*OBJECTIVE*.
Reproduce the following material word for word, omitting the images.

[Annotation data based on points]
━━━━━━━━━━━━━━━━
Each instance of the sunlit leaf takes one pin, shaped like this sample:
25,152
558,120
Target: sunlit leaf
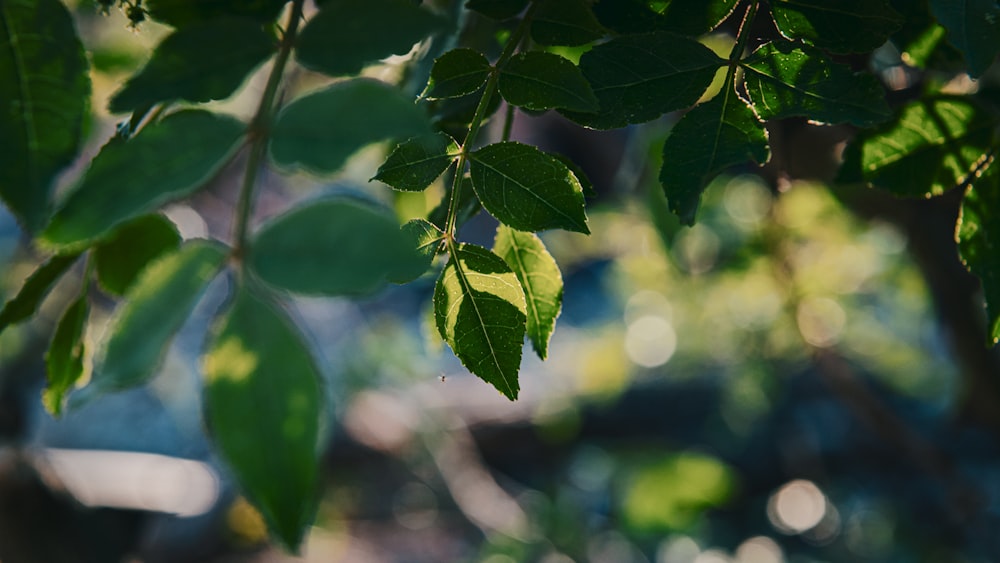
632,83
415,164
170,160
346,35
708,139
480,312
44,96
263,403
321,130
527,189
540,81
784,80
204,61
540,279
━━━━━━━━━━━━━━━━
*REPLY TO THE EXERCISE*.
Each instance of the sunlit leaf takes one pin, shaped like this sample:
25,152
558,120
Target: sunlit leaf
632,83
415,164
170,160
346,35
708,139
480,312
44,96
263,403
321,130
527,189
540,81
784,80
204,61
540,279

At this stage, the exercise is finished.